One of the guiding principles of Rosetta Getty’s eponymous label is day-to-night versatility. Meeting at her Los Angeles home underscores this: the 100-year-old-plus estate, dotted with orange trees, sits just above what by night becomes the pulsing Sunset Strip. In the dining room, vines from outdoors crawl across the ceiling; on the library’s jade-colored built-in bookshelves, books on Halston are nestled between works by Aldous Huxley. But, most notably, Getty’s home is set up like an art gallery, with large-scale pieces by emerging artists like Olympia Scarry and Rosha Yaghmai as well as Hayden Dunham, who collaborated on the label’s Resort 2019 collection. Dunham is just one of several young artists to work with Getty (most recently, artist Anna Ostoya inspired Pre-Fall 2019) in a kind of partnership that has become the brand’s calling card. “Artist collaborations in fashion have been going on since the beginning,” Getty tells me. “We took it to another level and inspired people to think about working with artists differently.” In the past two years Getty has also worked with the artists Alicja Kwade and Analia Saban.
Describing the clothes Getty designs requires a vocabulary similar to the one used when describing a piece of art. The unabashedly cerebral collections meld complex construction with subtle comments on femininity: she pulled some pieces for our photo shoot that included a satiny taupe jumpsuit, a bucket-hat visor and some crisp asymmetrical blouses.
Getty began collecting art as a teenager, while working as a model. Her first acquisition was a Robert Motherwell bought at an auction. She started her label in 2015, and every season of her line has dealt with contemporary art or art history. Resort 2015 ambitiously riffed on the artists of pioneering gallerist Betty Parsons; references in subsequent seasons include Carol Bove, Christo and Jeanne-Claude and Louise Bourgeois. Getty has recently collected works by Juliana Huxtable and Amalia Ulman; with the latter, the relationship of designer and artist led to a unique exchange. After Ulman wore archival Rosetta Getty in an Instagram performance, Getty bought the resulting piece for her home in New York. (“We should give her more clothes,” Getty muses offhandedly.)
The more recent Dunham collaboration “started with this fascination with Home Depot and using things from the hardware store to create beautiful pieces from basic utility items,” explains Getty. One such result is a textile pattern based on the underside of a carpet pad. Dunham also created an installation for the brand’s New York showroom, as have several other collaborating artists.
Saban remembers being worried at first about what the process for Fall 2018 would look like. “There was a moment in our collaboration when I wanted to propose staining her pristine clothes, including a beautiful cashmere sweater, with a drop of paint that resembled a stain of wine or coffee. I was very nervous because I still didn’t know her sense of humor,” she recalls of Getty. “But once I showed it to her she loved it.”
Currently, Getty is trying to find a semi-permanent place to exhibit the various showroom installations. On her decision to collaborate primarily with women artists, Getty says: “Right now I really feel like it’s important to promote women—especially in this field, because it’s not been easy. Women haven’t had the same opportunities available to them as men, so as a woman I think it’s the right thing to do.”

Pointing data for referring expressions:
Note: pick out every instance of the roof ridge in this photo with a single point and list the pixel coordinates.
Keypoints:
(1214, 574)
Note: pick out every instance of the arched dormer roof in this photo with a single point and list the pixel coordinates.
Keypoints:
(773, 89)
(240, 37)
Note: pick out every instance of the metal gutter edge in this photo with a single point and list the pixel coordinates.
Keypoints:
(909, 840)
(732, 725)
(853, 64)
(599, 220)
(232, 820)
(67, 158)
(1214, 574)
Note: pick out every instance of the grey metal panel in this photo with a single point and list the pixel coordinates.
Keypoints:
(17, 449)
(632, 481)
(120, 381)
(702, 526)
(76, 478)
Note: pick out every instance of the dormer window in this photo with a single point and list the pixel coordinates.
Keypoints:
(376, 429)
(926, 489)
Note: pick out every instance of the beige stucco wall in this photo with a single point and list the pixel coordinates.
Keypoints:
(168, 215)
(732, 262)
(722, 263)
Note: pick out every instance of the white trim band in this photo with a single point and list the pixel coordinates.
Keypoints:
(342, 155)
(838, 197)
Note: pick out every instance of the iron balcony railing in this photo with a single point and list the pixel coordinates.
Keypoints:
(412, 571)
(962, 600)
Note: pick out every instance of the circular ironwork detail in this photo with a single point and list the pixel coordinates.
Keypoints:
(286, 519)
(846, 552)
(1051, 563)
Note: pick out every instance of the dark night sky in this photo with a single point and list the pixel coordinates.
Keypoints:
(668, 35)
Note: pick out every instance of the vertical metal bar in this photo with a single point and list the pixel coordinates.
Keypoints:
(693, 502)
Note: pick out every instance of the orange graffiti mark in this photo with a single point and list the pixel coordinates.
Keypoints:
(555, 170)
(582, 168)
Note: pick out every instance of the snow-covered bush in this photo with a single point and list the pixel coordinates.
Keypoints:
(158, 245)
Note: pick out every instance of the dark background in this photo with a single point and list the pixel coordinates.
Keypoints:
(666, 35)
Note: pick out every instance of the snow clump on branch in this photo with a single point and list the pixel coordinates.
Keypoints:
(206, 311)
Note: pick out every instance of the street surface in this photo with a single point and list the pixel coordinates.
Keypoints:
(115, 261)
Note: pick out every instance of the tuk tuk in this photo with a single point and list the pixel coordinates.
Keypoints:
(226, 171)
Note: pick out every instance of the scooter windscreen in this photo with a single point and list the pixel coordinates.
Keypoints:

* _Problems to solve_
a) Decide whether each statement agrees with the article on Rosetta Getty. For each one, answer yes or no and quote the words of the article that settle it.
(i) Getty's first art acquisition was a Robert Motherwell bought at an auction.
(ii) Getty started her label in 2019.
(iii) Anna Ostoya inspired the Pre-Fall 2019 collection.
b) Translate this sentence from the article on Rosetta Getty into Spanish: "Getty began collecting art as a teenager, while working as a model."
c) According to the article on Rosetta Getty, what was the textile pattern from the Dunham collaboration based on?
The listing is separate material, unconnected to the article on Rosetta Getty.

* _Your written answers_
a)
(i) Yes: "Her first acquisition was a Robert Motherwell bought at an auction."
(ii) No: "She started her label in 2015"
(iii) Yes: "most recently, artist Anna Ostoya inspired Pre-Fall 2019"

b) Getty empezó a coleccionar arte cuando era adolescente, mientras trabajaba como modelo.

c) The underside of a carpet pad.